== EXCERPTED DATA ==
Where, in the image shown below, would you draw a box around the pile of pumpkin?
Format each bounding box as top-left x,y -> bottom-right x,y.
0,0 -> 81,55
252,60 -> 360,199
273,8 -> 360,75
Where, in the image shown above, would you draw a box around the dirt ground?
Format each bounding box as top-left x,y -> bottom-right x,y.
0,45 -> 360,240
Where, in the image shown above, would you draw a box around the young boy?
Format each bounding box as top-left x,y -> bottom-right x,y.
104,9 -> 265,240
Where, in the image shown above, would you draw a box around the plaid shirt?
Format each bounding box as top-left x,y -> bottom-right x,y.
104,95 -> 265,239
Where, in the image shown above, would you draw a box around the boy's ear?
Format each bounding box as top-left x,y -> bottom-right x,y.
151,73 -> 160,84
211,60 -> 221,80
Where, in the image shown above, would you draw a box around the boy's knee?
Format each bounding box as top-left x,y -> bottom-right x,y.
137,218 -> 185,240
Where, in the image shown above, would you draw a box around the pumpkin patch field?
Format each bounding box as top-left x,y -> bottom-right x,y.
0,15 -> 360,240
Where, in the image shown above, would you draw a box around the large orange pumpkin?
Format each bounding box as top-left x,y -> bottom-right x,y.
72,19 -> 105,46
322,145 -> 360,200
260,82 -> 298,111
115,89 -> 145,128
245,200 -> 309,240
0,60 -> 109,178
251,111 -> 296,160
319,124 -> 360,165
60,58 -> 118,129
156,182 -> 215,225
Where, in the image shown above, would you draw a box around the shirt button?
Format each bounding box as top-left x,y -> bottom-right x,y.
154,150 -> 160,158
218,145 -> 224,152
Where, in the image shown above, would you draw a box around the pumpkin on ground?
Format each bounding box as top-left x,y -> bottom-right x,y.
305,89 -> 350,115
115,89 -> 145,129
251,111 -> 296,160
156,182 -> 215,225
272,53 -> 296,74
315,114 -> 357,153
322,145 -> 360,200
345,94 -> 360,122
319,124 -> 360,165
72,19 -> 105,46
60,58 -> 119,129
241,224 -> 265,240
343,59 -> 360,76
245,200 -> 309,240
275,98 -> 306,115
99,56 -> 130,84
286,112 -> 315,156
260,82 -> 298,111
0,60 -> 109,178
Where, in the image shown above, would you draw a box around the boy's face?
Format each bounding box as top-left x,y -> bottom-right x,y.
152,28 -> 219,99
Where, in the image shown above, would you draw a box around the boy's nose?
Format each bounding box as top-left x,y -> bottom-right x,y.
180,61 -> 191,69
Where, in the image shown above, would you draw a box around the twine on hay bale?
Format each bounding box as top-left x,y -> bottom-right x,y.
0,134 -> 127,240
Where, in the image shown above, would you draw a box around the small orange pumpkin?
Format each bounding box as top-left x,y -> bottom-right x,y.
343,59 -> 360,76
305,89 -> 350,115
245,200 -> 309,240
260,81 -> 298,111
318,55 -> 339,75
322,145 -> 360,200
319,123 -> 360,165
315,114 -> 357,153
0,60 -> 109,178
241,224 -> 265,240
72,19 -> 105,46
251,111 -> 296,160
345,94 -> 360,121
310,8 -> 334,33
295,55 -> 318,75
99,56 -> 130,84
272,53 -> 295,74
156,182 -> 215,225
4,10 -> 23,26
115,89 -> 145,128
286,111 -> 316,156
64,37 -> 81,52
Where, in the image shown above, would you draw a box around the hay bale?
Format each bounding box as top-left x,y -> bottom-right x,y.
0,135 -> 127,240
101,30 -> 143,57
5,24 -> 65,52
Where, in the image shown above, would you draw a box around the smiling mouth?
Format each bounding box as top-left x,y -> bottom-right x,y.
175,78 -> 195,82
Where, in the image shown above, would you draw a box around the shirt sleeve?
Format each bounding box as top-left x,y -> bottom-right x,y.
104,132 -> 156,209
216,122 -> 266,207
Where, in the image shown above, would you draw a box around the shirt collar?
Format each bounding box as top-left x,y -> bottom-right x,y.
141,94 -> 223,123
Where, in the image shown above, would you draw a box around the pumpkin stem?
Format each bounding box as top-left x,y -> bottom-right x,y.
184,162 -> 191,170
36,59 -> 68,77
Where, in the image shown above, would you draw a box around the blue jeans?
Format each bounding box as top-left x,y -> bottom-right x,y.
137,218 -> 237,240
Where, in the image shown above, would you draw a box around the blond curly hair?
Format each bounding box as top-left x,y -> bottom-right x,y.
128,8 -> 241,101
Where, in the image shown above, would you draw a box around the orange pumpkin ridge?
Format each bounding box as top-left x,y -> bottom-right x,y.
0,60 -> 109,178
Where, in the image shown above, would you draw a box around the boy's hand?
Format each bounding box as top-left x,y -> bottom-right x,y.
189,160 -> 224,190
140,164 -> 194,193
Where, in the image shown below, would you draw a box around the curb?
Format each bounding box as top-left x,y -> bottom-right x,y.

== WRITTEN INSTRUCTION ==
Copy every item above back out word for word, with no changes.

== RESULT FOR THIS EXERCISE ==
Where, in the image shown below, would you draw a box around the pile of pumpkin?
Format each bounding box as top-left x,y -> bottom-right x,y.
0,0 -> 81,55
252,60 -> 360,199
273,8 -> 360,75
Where, in the image shown above, would you draw a box around the dirt ground?
Format each bounding box as top-left x,y -> bottom-right x,y.
0,45 -> 360,240
Where, in the image shown above, would you draw a box around the young boy?
Format each bounding box as top-left x,y -> bottom-right x,y.
104,9 -> 265,240
Where, in the image shown above, would you draw a box around the plaid shirt?
Format each bounding box as top-left x,y -> bottom-right x,y.
104,95 -> 265,239
Where, in the image shown above, would you draw a box around the boy's ear?
Format each bounding box as top-left x,y -> bottom-right x,y.
151,73 -> 160,84
211,60 -> 221,80
Where, in the image shown above, would you draw a box around the boy's knee?
Format each bounding box as top-left x,y -> bottom-right x,y.
137,218 -> 185,240
Where, in the image shown above, would you draw a box around the pumpkin patch field?
Format each bounding box as top-left x,y -> bottom-right x,y.
0,15 -> 360,240
Where, in the image shown above, would you draw a box around the large orange pumpkin?
Format each bounding box as top-left x,y -> bottom-right x,y.
72,19 -> 105,46
322,145 -> 360,200
260,82 -> 298,111
115,89 -> 145,128
245,200 -> 309,240
0,60 -> 109,178
251,111 -> 296,160
319,124 -> 360,165
60,58 -> 118,129
156,182 -> 215,225
Where, in the image shown above, would you draw a box around the shirt button?
Format each bounding box as top-left x,y -> bottom-right x,y.
154,150 -> 160,158
218,145 -> 224,152
Where, in the image shown above, would you draw a box around the pumpkin on ground?
Format each bounding box as top-left x,y -> bottom-right x,y.
305,89 -> 350,115
115,89 -> 145,129
251,111 -> 296,160
156,182 -> 215,225
272,53 -> 296,74
315,114 -> 357,153
322,145 -> 360,200
345,94 -> 360,122
319,124 -> 360,165
72,19 -> 105,46
60,58 -> 119,129
241,224 -> 265,240
343,59 -> 360,76
245,200 -> 309,240
275,98 -> 306,115
99,56 -> 130,84
286,112 -> 315,156
260,82 -> 298,111
0,60 -> 109,178
Where, in the image shown above, would you draw a box around the boy's face?
Format each bounding box as top-left x,y -> bottom-right x,y.
152,28 -> 219,99
Where, in the image shown above, would you draw a box around the boy's nose?
Format each bounding box as top-left x,y -> bottom-right x,y.
180,61 -> 191,69
Where, in the image shown above, would you draw a box around the twine on hay bale?
Format each bounding box as top-left x,y -> bottom-right x,y.
0,134 -> 127,240
Where, in the image shown above, would you draw a box around the small orange pumpkin?
Format each bounding box as top-left x,y -> bottom-right x,y.
343,59 -> 360,76
305,89 -> 350,115
245,200 -> 309,240
260,81 -> 298,111
318,55 -> 339,75
322,145 -> 360,200
319,123 -> 360,165
315,114 -> 357,153
0,60 -> 109,178
241,224 -> 265,240
72,19 -> 105,46
251,111 -> 296,160
345,94 -> 360,121
310,8 -> 334,33
295,55 -> 318,75
99,56 -> 130,84
272,53 -> 295,74
156,182 -> 215,225
4,10 -> 23,26
115,89 -> 145,128
286,111 -> 316,156
64,37 -> 81,52
Where, in the image shown above, would you draw a box around the hay bale?
Format each bounding box as top-left x,y -> bottom-right x,y.
0,135 -> 127,240
101,30 -> 143,57
5,24 -> 65,52
Where, in the image shown above, would you draw a box around the smiling mouth?
Format each bounding box as top-left x,y -> bottom-right x,y.
175,78 -> 195,82
Where, in the image shown above, would you draw a box around the shirt sleeve?
Format each bounding box as top-left x,y -> bottom-right x,y.
104,132 -> 156,209
216,122 -> 266,207
Where, in the image shown above, would you draw a box around the shirt collar?
Format each bounding box as top-left x,y -> bottom-right x,y.
141,94 -> 223,123
Where, in the image shown above, would you draw a box around the pumpkin stem?
Format each bounding box as top-left x,y -> bottom-right x,y.
184,162 -> 191,170
36,59 -> 68,77
Where, in the image shown above, would you draw a box around the blue jeans?
Format each bounding box as top-left x,y -> bottom-right x,y.
137,218 -> 237,240
Where, in the image shown above, would you draw a box around the blond curly hair?
Format each bounding box as top-left x,y -> bottom-right x,y.
128,8 -> 241,101
Where, in the image shown above, would you draw a box around the orange pumpkin ridge?
Format each bounding box as top-left x,y -> bottom-right x,y.
0,60 -> 109,178
Where, in the image shown above, would you draw a box around the boy's hand?
Format each bounding box as top-left x,y -> bottom-right x,y.
189,160 -> 224,190
140,164 -> 194,193
Where, in the image shown below, would you draw a box around the curb?
Format each bounding box as top-left x,y -> bottom-right x,y.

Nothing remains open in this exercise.